■ Fragmento mostrado ■
»»
Así, a pesar de que para finales de 1822 la posibilidad de una intervención europea en España se percibía como una amenaza, algunas de las noticias dejaban entrever que la situación no auguraba completamente el final del gobierno constitucional hispano. La cantidad de noticias aparecidas en prensa durante aquellas mismas fechas demuestra que el temor hacia la coalición debía estar ya implantado en el imaginario público. A medida que el final del Imperio dio paso a la conformación de la Primera República, las cosas fueron cambiando, porque lo que antaño se dibujaba como una mera posibilidad, se iba haciendo cada vez más factible. Y si la Santa Alianza finalmente decidía intervenir en España, aboliendo el liberalismo para restaurar los poderes absolutos en la persona de Fernando VII, entonces América no estaba fuera de peligro aún.
««
■ Tarea requerida a ■
Reescribe como CSV de dos columnas, consulta y resultado, solo los registros entre las líneas que contienen "of the <item>distant" y "POLYGON ((529 309, 530", ambas incluidas. Pon una fila por registro, con cada valor en un único campo entre comillas y los saltos de línea convertidos en espacios.

■ Datos para procesar ■
»»
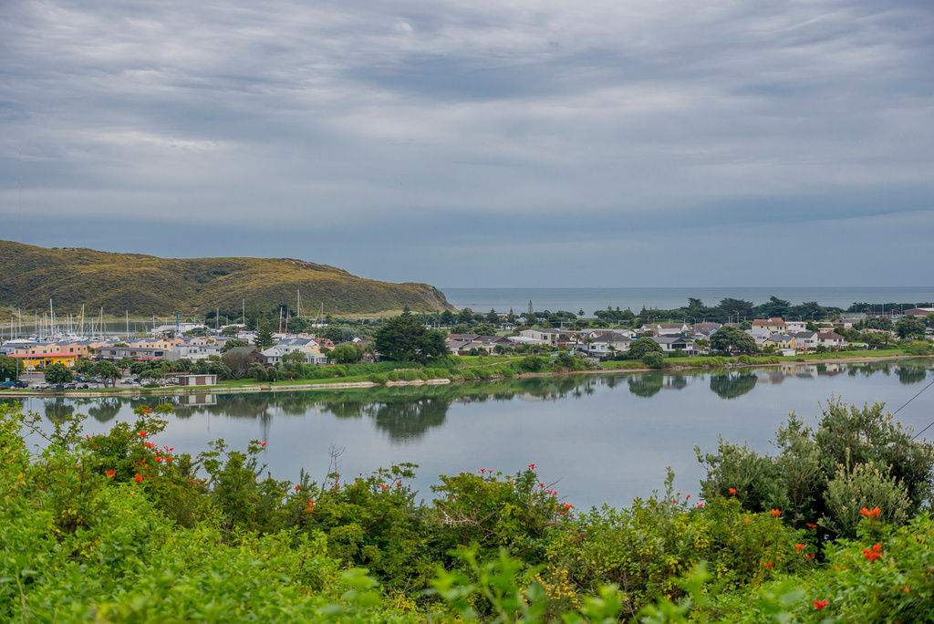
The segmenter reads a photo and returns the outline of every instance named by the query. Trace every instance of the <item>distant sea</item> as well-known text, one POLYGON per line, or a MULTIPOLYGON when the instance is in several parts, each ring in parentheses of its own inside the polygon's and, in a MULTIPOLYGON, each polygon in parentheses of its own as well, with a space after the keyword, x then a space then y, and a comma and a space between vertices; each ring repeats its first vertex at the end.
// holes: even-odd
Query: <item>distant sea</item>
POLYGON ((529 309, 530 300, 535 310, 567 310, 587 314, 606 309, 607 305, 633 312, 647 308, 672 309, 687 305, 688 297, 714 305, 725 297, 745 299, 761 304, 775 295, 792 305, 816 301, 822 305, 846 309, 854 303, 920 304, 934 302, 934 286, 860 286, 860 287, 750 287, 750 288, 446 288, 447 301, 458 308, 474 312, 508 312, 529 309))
««
»»
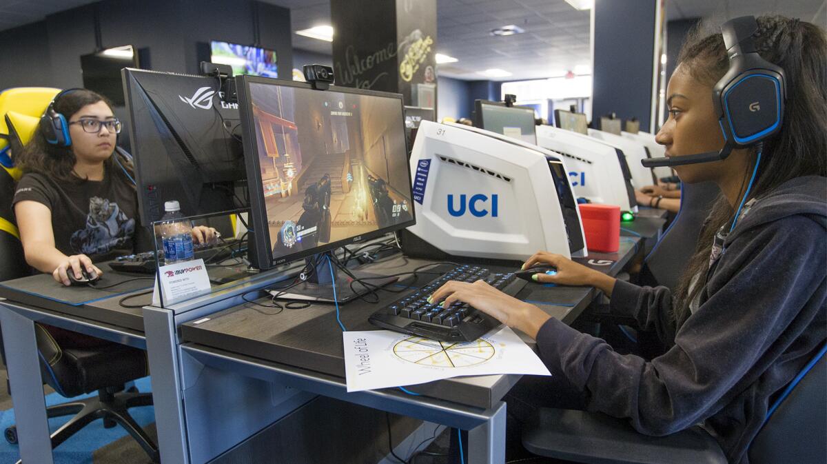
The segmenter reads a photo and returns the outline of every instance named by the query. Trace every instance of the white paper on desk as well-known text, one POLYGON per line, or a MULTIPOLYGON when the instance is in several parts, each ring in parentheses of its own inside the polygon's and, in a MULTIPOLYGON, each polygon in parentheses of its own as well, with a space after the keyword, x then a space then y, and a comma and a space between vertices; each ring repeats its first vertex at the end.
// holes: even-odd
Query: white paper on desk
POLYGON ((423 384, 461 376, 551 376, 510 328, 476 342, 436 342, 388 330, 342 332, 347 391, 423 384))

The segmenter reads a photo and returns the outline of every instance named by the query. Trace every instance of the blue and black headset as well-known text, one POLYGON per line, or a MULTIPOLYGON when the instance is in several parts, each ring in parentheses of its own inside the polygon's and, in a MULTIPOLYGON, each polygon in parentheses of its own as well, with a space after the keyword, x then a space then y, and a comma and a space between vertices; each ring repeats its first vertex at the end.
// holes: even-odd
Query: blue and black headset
««
■ Tarea requerida b ■
Por favor, imprime completo y sin cambios el fragmento sobre la amenaza de la Santa Alianza.

■ Respuesta del ejercicio a ■
consulta,resultado
"The segmenter reads a photo and returns the outline of every instance named by the query. Trace every instance of the <item>distant sea</item> as well-known text, one POLYGON per line, or a MULTIPOLYGON when the instance is in several parts, each ring in parentheses of its own inside the polygon's and, in a MULTIPOLYGON, each polygon in parentheses of its own as well, with a space after the keyword, x then a space then y, and a comma and a space between vertices; each ring repeats its first vertex at the end. // holes: even-odd Query: <item>distant sea</item>","POLYGON ((529 309, 530 300, 535 310, 567 310, 587 314, 606 309, 607 305, 633 312, 647 308, 672 309, 687 305, 688 297, 714 305, 725 297, 745 299, 761 304, 775 295, 792 305, 816 301, 822 305, 846 309, 854 303, 920 304, 934 302, 934 286, 860 286, 860 287, 750 287, 750 288, 446 288, 447 301, 458 308, 474 312, 508 312, 529 309))"

■ Respuesta del ejercicio b ■
Así, a pesar de que para finales de 1822 la posibilidad de una intervención europea en España se percibía como una amenaza, algunas de las noticias dejaban entrever que la situación no auguraba completamente el final del gobierno constitucional hispano. La cantidad de noticias aparecidas en prensa durante aquellas mismas fechas demuestra que el temor hacia la coalición debía estar ya implantado en el imaginario público. A medida que el final del Imperio dio paso a la conformación de la Primera República, las cosas fueron cambiando, porque lo que antaño se dibujaba como una mera posibilidad, se iba haciendo cada vez más factible. Y si la Santa Alianza finalmente decidía intervenir en España, aboliendo el liberalismo para restaurar los poderes absolutos en la persona de Fernando VII, entonces América no estaba fuera de peligro aún.